▶ **WHAT THIS TASK INVOLVES**:
Take the entries below and print all of them exactly, please.

▶ **STORED DATA**:
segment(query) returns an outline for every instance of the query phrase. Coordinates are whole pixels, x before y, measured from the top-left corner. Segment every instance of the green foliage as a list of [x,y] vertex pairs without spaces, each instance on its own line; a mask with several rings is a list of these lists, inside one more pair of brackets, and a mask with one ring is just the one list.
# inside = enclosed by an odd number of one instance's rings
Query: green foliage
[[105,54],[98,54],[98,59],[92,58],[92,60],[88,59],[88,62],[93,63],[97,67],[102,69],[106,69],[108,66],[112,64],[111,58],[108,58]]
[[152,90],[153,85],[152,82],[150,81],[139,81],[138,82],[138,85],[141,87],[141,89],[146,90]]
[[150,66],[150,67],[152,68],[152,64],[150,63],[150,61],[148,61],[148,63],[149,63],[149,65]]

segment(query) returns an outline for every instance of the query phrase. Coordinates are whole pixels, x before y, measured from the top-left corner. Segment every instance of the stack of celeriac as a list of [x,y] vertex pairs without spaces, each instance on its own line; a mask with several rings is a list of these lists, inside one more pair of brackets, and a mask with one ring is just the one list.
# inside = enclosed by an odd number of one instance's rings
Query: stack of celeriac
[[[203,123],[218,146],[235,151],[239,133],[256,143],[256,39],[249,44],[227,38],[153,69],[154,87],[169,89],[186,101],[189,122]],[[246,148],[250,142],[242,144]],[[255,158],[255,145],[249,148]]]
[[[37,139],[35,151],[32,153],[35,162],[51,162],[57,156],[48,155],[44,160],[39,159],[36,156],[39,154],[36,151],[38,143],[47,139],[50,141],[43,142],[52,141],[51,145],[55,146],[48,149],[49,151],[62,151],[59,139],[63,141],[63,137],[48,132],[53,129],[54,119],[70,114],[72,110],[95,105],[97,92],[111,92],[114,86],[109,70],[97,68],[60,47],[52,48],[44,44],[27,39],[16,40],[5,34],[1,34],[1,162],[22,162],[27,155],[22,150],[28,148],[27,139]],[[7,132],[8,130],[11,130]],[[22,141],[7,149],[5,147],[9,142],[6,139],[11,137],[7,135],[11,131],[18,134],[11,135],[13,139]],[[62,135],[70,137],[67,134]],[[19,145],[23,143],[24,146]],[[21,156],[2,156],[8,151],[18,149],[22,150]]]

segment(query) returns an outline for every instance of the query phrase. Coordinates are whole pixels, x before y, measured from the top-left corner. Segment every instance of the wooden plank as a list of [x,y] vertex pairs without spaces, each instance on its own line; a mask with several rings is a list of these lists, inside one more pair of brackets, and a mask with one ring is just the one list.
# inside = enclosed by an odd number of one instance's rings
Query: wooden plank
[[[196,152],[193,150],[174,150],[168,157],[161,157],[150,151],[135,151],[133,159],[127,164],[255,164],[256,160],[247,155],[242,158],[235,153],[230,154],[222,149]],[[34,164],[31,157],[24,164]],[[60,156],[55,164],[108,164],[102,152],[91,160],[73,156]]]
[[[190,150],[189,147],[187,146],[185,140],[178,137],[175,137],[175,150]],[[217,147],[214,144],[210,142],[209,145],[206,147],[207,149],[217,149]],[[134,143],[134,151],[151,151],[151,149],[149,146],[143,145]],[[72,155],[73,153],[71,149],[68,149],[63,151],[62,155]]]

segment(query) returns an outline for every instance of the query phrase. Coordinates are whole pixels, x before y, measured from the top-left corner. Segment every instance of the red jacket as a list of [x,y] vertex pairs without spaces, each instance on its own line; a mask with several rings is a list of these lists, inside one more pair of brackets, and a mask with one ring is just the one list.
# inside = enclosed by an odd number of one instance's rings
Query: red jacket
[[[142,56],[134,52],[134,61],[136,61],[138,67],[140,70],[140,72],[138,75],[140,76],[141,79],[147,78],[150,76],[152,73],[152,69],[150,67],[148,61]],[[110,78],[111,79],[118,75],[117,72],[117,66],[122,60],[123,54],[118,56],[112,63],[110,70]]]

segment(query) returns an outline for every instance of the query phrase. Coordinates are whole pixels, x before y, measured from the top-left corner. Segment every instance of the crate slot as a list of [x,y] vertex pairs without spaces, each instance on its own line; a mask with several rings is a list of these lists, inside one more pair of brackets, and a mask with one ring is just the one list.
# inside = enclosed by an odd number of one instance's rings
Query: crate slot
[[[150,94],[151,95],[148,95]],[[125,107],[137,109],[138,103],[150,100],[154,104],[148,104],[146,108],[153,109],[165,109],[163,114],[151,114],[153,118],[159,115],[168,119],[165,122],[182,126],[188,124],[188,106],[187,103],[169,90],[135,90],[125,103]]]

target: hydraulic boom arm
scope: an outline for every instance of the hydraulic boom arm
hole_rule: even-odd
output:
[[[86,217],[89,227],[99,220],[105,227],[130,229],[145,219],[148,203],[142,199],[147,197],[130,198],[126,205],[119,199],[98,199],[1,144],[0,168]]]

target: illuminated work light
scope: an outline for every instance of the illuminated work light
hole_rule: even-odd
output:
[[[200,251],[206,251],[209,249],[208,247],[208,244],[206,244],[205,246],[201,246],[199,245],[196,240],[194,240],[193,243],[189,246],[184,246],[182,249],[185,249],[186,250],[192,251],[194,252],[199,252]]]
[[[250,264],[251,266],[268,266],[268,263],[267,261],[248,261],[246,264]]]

▶ **EXERCISE RESULT**:
segment(query) returns an outline for every instance of the query phrase. Coordinates are whole pixels, x before y, measured from the top-left corner. Segment every instance of the green foliage as a list of [x,y] vertex pairs without spaces, each instance on its own line; a mask with several rings is a list of these lists, inside one more pair of brackets, and a mask with one ring is just the one list.
# inside = enclosed by an odd number of one instance's rings
Query: green foliage
[[105,54],[98,54],[98,59],[92,58],[92,60],[88,59],[88,62],[93,63],[97,67],[102,69],[106,69],[108,66],[112,64],[111,58],[108,58]]
[[152,90],[153,85],[152,82],[150,81],[139,81],[138,82],[138,85],[141,87],[141,89],[146,90]]
[[150,66],[150,67],[152,68],[152,64],[150,63],[150,61],[148,61],[148,63],[149,63],[149,65]]

segment(query) returns an outline for every instance of the query phrase. Coordinates are whole pixels, x before y, measured from the top-left corner. Segment every instance of the stack of celeriac as a list of [x,y] vertex pairs without spaces, each instance on its own line; a mask with several rings is a list of these lists, inside one more pair of brackets, and a mask with one ring is just the one list.
# inside = enclosed by an odd number of one instance's rings
Query: stack of celeriac
[[[203,123],[218,146],[235,151],[239,133],[256,143],[256,39],[249,44],[227,38],[153,69],[154,87],[169,89],[186,101],[189,122]],[[246,148],[250,142],[242,144]],[[255,158],[255,145],[249,148]]]
[[[37,139],[35,151],[32,153],[35,162],[51,162],[57,156],[48,155],[44,160],[39,159],[36,156],[39,154],[36,151],[38,143],[47,139],[50,141],[43,142],[52,141],[51,145],[55,146],[48,149],[49,151],[62,151],[59,139],[63,141],[63,137],[48,132],[53,129],[54,119],[70,114],[72,110],[95,105],[97,92],[111,92],[114,86],[109,70],[97,68],[60,47],[52,48],[44,44],[27,39],[16,40],[5,34],[1,34],[1,162],[22,162],[27,155],[22,150],[28,148],[27,139]],[[7,132],[8,130],[11,130]],[[22,141],[7,149],[5,147],[9,142],[6,139],[11,137],[7,135],[11,131],[18,134],[11,135],[13,139]],[[62,135],[70,137],[67,134]],[[19,145],[23,143],[24,146]],[[21,156],[2,156],[8,151],[18,149],[22,150]]]

segment(query) returns an outline for every instance of the query phrase. Coordinates are whole pixels, x before y, measured from the top-left corner. Segment every instance of the wooden plank as a list of [x,y] vertex pairs without spaces, each instance on its own line; a mask with several rings is a list of these lists, inside one more pair of brackets, and a mask with one ring is just the one list.
# inside = enclosed by an odd number of one instance's rings
Query: wooden plank
[[[196,152],[193,150],[174,150],[168,157],[161,157],[150,151],[135,151],[133,159],[127,164],[255,164],[256,160],[247,155],[242,158],[235,153],[230,154],[222,149]],[[34,164],[31,157],[24,164]],[[60,156],[55,164],[108,164],[102,152],[91,160],[73,156]]]
[[[190,150],[189,147],[187,146],[185,140],[178,137],[175,137],[175,150]],[[217,147],[214,144],[210,142],[209,145],[206,147],[207,149],[217,149]],[[134,143],[134,151],[151,151],[151,149],[149,146],[143,145]],[[72,155],[73,153],[71,149],[68,149],[63,151],[62,155]]]

segment(query) returns an outline for every instance of the query phrase. Coordinates are whole pixels, x before y, measured from the top-left corner. Segment every instance of the red jacket as a list of [x,y] vertex pairs without spaces, each instance on its own line; a mask with several rings is a list of these lists, inside one more pair of brackets, and a mask with one ring is just the one list.
# inside = enclosed by an odd number of one instance's rings
Query: red jacket
[[[142,56],[134,52],[134,61],[136,61],[138,67],[140,70],[140,72],[138,75],[140,76],[141,79],[147,78],[150,76],[152,73],[152,69],[150,67],[148,61]],[[110,78],[111,79],[118,75],[117,72],[117,66],[122,60],[123,54],[118,56],[112,63],[110,70]]]

segment(query) returns an outline for every instance of the query phrase. Coordinates are whole pixels, x before y, measured from the top-left corner. Segment every instance of the crate slot as a list of [x,y] vertex pairs without spaces, each instance on its own line; a mask with several rings is a list of these lists, inside one more pair of brackets, and a mask with one ring is just the one list.
# inside = enclosed by an odd number of one instance's rings
Query: crate slot
[[[150,94],[151,95],[148,95]],[[125,107],[137,109],[138,103],[150,100],[154,104],[148,104],[146,108],[153,109],[165,109],[163,114],[151,114],[153,118],[159,115],[168,119],[165,122],[182,126],[188,124],[188,106],[187,103],[169,90],[135,90],[125,103]]]

target: hydraulic boom arm
scope: an outline for every instance of the hydraulic boom arm
hole_rule: even-odd
output:
[[[86,217],[89,227],[99,220],[105,227],[130,229],[145,219],[148,203],[142,199],[147,197],[130,198],[126,205],[119,199],[98,199],[1,144],[0,168]]]

target: illuminated work light
scope: an outline for every instance of the illuminated work light
hole_rule: even-odd
output:
[[[200,251],[206,251],[209,249],[208,247],[208,244],[206,244],[205,246],[201,246],[199,245],[196,240],[194,240],[193,243],[189,246],[184,246],[182,249],[185,249],[186,250],[192,251],[194,252],[199,252]]]
[[[250,264],[251,266],[268,266],[268,263],[267,261],[248,261],[246,264]]]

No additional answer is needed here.